GIVEN REQUEST →
Please set out all of the records below as a numbered list, leaving out any blank lines.

DATA TO PROCESS →

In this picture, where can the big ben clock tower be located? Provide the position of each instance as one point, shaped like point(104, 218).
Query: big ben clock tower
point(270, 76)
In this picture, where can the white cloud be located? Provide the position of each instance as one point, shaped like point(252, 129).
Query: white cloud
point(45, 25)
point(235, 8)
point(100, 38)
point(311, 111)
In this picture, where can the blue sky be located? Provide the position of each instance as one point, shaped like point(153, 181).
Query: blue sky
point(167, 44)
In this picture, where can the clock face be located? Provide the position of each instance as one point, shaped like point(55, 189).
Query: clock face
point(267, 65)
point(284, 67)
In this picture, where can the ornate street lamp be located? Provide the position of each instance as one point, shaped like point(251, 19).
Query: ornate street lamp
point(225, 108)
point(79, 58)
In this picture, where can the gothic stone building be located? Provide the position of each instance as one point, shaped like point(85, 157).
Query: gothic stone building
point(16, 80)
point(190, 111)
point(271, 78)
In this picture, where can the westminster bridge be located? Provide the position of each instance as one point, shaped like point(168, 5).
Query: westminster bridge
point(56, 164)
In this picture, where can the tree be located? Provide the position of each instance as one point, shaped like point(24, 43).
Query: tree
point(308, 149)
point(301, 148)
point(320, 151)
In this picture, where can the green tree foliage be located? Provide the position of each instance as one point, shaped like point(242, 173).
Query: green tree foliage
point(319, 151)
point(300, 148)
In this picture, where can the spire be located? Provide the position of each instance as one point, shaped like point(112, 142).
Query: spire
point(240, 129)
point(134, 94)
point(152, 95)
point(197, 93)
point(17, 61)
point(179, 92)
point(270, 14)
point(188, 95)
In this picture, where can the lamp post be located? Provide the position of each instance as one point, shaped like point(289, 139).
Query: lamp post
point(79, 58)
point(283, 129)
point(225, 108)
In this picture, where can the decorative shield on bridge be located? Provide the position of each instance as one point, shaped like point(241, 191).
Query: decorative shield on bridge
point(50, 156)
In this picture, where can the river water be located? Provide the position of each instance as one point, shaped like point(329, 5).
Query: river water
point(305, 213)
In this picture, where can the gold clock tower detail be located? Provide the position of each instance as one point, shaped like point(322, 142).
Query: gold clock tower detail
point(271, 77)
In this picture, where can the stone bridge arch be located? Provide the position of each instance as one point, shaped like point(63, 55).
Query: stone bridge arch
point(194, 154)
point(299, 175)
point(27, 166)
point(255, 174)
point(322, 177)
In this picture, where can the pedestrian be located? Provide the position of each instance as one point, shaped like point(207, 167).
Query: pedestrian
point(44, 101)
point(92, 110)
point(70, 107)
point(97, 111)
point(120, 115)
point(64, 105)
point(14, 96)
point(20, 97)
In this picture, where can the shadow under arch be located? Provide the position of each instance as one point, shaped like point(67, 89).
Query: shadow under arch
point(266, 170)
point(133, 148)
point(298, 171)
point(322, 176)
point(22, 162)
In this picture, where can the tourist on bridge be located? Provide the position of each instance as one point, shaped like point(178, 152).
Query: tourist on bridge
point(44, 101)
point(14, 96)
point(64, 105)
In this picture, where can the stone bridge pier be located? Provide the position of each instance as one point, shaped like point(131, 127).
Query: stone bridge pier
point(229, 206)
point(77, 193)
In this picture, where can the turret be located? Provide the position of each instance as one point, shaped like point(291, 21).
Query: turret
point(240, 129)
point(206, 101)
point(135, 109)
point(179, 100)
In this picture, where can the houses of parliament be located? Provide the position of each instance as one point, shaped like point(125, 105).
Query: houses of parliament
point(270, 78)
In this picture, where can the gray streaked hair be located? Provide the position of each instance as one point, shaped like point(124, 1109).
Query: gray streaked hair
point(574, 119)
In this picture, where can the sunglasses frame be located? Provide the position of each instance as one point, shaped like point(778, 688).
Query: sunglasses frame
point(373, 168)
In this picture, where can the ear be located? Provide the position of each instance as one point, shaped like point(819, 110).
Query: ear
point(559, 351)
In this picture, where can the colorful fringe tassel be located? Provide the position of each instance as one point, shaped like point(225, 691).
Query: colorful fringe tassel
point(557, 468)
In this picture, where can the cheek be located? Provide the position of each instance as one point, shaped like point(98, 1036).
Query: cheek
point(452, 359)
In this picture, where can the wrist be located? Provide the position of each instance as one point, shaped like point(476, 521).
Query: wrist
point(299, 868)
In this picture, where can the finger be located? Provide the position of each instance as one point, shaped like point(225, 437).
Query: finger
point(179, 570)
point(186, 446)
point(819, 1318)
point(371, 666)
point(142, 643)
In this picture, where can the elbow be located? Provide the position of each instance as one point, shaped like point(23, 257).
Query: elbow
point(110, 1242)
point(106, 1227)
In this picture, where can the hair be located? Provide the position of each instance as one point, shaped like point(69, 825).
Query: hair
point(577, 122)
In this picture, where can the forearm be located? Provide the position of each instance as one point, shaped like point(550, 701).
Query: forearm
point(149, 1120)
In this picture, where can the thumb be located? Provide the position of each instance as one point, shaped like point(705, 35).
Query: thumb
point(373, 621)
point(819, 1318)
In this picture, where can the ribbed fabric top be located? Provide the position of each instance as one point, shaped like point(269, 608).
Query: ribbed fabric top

RESPONSE TO THIS EXERCISE →
1. In this picture, where can the big ben clock tower be located? Provide the position of each instance as one point, shaped like point(104, 218).
2. Query: big ben clock tower
3. point(270, 76)
4. In this picture, where can the white cloud be located? Provide the position of each instance as one point, shaped like point(252, 129).
5. Query: white cloud
6. point(45, 25)
7. point(235, 8)
8. point(100, 38)
9. point(311, 111)
10. In this picture, where can the blue sky be located? Provide the position of each instance as one point, shaped like point(153, 181).
11. Query: blue sky
12. point(167, 44)
13. In this picture, where can the clock face be located? Provide the position of each instance as one point, shaped like point(55, 189).
14. Query: clock face
15. point(267, 65)
16. point(284, 67)
17. In this picture, where can the ornate street lamp be located? Provide the position of each instance as one point, shaped like point(251, 19).
18. Query: ornate street lamp
19. point(225, 108)
20. point(79, 58)
21. In this picture, where can the gothic stone building be located? Provide the position of each instance as one point, shaped like point(85, 157).
22. Query: gothic stone building
23. point(16, 80)
24. point(190, 111)
25. point(271, 78)
26. In this picture, where can the westminster bridge be located? Provide the position of each instance as one point, shaped like point(168, 5).
27. Query: westminster bridge
28. point(56, 164)
29. In this picture, where can the tree be located? Provide the position of each instance as one point, shaped like point(24, 43).
30. Query: tree
31. point(308, 149)
32. point(301, 148)
33. point(320, 151)
34. In this picture, where can the green tree foliage be located? Provide the position of each instance as one point, shaped like point(242, 173).
35. Query: green tree foliage
36. point(319, 151)
37. point(300, 148)
38. In this picture, where can the spire be located? Provide the position of each instance as one point, shaped like point(112, 142).
39. Query: spire
40. point(240, 129)
41. point(134, 94)
42. point(152, 95)
43. point(197, 93)
44. point(17, 61)
45. point(179, 92)
46. point(270, 14)
47. point(188, 95)
48. In this picture, where can the lamp post be located? Provide the position of each instance as one point, shaped like point(289, 139).
49. Query: lamp post
50. point(79, 58)
51. point(283, 129)
52. point(225, 108)
53. In this picture, where can the decorative shield on bridge be located? Provide the position of each instance as one point, shaped like point(241, 191).
54. Query: decorative shield on bridge
55. point(50, 156)
56. In this picture, where can the river water be located? Provide the position of each instance as one point, shaped like point(329, 5).
57. Query: river water
58. point(305, 213)
59. In this picture, where can the gold clock tower detail be located? Provide the position of each instance as one point, shaped like point(322, 142).
60. Query: gold clock tower detail
61. point(271, 77)
62. In this picture, where can the stone bridge arch be located? Provide the position of each instance as one point, shaped like point(63, 55).
63. Query: stone bridge arch
64. point(194, 154)
65. point(299, 175)
66. point(27, 166)
67. point(255, 174)
68. point(322, 177)
69. In this picture, where can the pedestrian be located? Provide the position of each instance as one point, shaped like point(207, 167).
70. Query: pedestrian
71. point(44, 101)
72. point(92, 110)
73. point(70, 107)
74. point(97, 111)
75. point(120, 115)
76. point(64, 105)
77. point(14, 96)
78. point(20, 97)
79. In this picture, where can the shadow under arch be located? Provide the position of each instance as one point, shaped like point(67, 89).
80. Query: shadow under arch
81. point(266, 170)
82. point(133, 148)
83. point(298, 171)
84. point(322, 176)
85. point(22, 162)
86. In this picture, where can the tourist on bridge be located? Provide the position of each instance as one point, shaped like point(178, 152).
87. Query: tourist on bridge
88. point(44, 101)
89. point(14, 96)
90. point(64, 105)
91. In this picture, where can the stone bridge pier be located? Provide the position of each instance as one point, shaped like point(131, 127).
92. Query: stone bridge pier
93. point(229, 206)
94. point(77, 193)
95. In this picture, where can the turret be located? Provide the position of each instance as one point, shaped like point(291, 21).
96. Query: turret
97. point(240, 129)
98. point(206, 101)
99. point(135, 109)
100. point(179, 100)
101. In this picture, where can the houses of parliament be located? Provide the position of each instance as one point, shaped like point(125, 105).
102. Query: houses of parliament
103. point(270, 78)
104. In this picture, where can the gray streaked hair be located? Provide the position of each instance as one point, shaped like point(124, 1109).
105. Query: gray streaked hair
106. point(574, 119)
107. In this picture, where can the sunglasses frame be located? Provide the position of each instance as one point, shaped like point(778, 688).
108. Query: sunglasses frame
109. point(373, 168)
110. In this picture, where can the ear be located? Provide the position of each instance as one point, shaped like point(819, 110).
111. Query: ear
112. point(559, 351)
113. In this picture, where can the colorful fringe tassel be located? Provide the position of each instance as one point, shaped like point(225, 691).
114. Query: colorful fringe tassel
115. point(557, 468)
116. In this picture, where can the cheek be located? Provide the position of each instance as one point, shaped like point(98, 1036).
117. Query: cheek
118. point(452, 359)
119. In this picture, where can the wrist be located? Provide the position of each instance as one point, shaped like point(476, 521).
120. Query: wrist
121. point(299, 868)
122. In this picture, where can the finger be located? Provide the position of each instance as one point, shaped like point(225, 437).
123. Query: finger
124. point(179, 570)
125. point(186, 446)
126. point(819, 1318)
127. point(371, 666)
128. point(142, 643)
129. In this picture, where can the elbow be located? Provide the position of each instance as one point, shaped like point(23, 257).
130. Query: elbow
131. point(110, 1242)
132. point(106, 1227)
133. In this picture, where can the hair be located? Provide the position of each instance as one point, shaped like point(69, 825).
134. Query: hair
135. point(577, 122)
136. In this picture, where can the forearm be located? Provide the position of each instance as one point, shaped like point(550, 701).
137. Query: forearm
138. point(149, 1120)
139. In this picture, where can the thumb be located? Provide the position of each instance as one point, shaped like point(705, 35).
140. Query: thumb
141. point(373, 621)
142. point(819, 1318)
143. In this picture, where can the ribbed fabric top be located? Provide the position of each instance as one point, shaped like point(269, 608).
144. Query: ribbed fabric top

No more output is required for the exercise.